Textauszug
Am Mittwoch, 8. Oktober, ging der »Runde Tisch« zum Thema »Asylheim Lamm« im St. Andräer Rathaus über die Bühne, zu dem die Bischofsstadt geladen hatte. Dabei waren neben Schaar, Bürgermeisterin Maria Knauder (SPÖ) und Schilcher auch Vertreter der zuständigen Landesabteilung und der Polizei. Sie saßen nicht an einem runden Tisch,  sondern am Kopfende der im Rathaussaal aufgebauten Tafel. Zu Wort kamen fast ausschließlich Schaar, Knauder, der Heimbetreiber – und das Publikum, die betroffene Bevölkerung von Lamm. Sie forderte geschlossen die Schließung der Unterkunft für Asylwerber.

»Lamm hat 90 Einwohner – es ist völlig unverständlich, dass 50 bis 70 Asylwerber untergebracht werden«
Eine Anrainerin über die Zahlenverhältnisse

Die Vorgeschichte: Nachdem Ängste der Nachbarn in Lamm an die Stadtpolitik herangetragen worden waren, beschloss der St. Andräer Gemeinderat am 11. Juni eine Resolution an das Land Kärnten, mit der die Schließung der Herberge gefordert wurde. Danach kam es zu einem Vorfall, der den Protest gegen das Heim noch lauter werden ließ: Am 17. August verletzte ein syrischer Bewohner (20) einen 18-Jährigen, ebenfalls aus Syrien, mit einem Messer so schwer, dass das Opfer intensivmedizinisch behandelt werden musste. Ein Großeinsatz der Polizei war die Folge.

Aufgaben
1. Schreib aus dem Textauszug über das Asylheim Lamm den Abschnitt wortgetreu ab, der mit „Am Mittwoch, 8.“ beginnt und bis „Unterkunft für Asylwerber.“ reicht.
2. Wie lautet der Satz „Ein Großeinsatz der Polizei war die Folge.“ aus dem Textauszug über das Asylheim Lamm auf Englisch?

Gegebene Informationen
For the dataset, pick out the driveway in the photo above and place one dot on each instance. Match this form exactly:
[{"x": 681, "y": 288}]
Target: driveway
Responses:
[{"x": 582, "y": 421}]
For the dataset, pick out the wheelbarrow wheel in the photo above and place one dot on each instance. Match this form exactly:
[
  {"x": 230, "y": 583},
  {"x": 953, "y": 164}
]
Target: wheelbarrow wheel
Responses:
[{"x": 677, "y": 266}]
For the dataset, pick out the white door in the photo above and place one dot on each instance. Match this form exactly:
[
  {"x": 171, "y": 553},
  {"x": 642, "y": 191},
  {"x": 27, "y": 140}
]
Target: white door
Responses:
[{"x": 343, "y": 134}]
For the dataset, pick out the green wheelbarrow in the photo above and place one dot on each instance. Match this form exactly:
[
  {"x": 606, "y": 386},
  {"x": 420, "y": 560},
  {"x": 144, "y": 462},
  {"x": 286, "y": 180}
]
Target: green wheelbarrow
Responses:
...
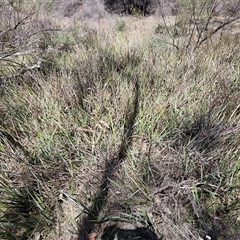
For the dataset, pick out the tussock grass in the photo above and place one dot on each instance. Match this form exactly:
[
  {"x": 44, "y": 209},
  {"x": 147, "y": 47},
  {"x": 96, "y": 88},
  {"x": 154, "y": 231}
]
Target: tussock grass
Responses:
---
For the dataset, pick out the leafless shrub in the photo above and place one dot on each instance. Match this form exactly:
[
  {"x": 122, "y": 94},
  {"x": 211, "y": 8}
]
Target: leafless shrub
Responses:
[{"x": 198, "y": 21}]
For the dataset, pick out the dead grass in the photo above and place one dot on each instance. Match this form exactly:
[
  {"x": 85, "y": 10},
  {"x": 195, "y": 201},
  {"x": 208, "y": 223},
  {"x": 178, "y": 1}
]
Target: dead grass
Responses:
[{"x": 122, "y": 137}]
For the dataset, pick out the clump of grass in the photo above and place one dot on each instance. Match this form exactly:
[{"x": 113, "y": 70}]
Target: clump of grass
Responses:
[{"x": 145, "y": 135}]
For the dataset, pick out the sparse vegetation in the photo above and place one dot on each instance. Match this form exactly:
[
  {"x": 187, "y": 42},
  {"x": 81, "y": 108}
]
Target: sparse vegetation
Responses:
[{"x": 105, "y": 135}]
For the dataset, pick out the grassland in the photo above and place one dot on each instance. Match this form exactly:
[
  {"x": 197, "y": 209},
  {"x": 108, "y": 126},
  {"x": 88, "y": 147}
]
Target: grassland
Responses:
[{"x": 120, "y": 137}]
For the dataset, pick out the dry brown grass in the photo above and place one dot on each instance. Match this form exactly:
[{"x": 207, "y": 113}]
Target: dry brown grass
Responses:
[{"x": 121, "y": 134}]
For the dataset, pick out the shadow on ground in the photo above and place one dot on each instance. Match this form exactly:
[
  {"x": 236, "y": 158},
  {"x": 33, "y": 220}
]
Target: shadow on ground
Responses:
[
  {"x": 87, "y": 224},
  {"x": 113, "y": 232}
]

Lösungen
1.
Am Mittwoch, 8. Oktober, ging der »Runde Tisch« zum Thema »Asylheim Lamm« im St. Andräer Rathaus über die Bühne, zu dem die Bischofsstadt geladen hatte. Dabei waren neben Schaar, Bürgermeisterin Maria Knauder (SPÖ) und Schilcher auch Vertreter der zuständigen Landesabteilung und der Polizei. Sie saßen nicht an einem runden Tisch,  sondern am Kopfende der im Rathaussaal aufgebauten Tafel. Zu Wort kamen fast ausschließlich Schaar, Knauder, der Heimbetreiber – und das Publikum, die betroffene Bevölkerung von Lamm. Sie forderte geschlossen die Schließung der Unterkunft für Asylwerber.

2. A large-scale police operation was the result.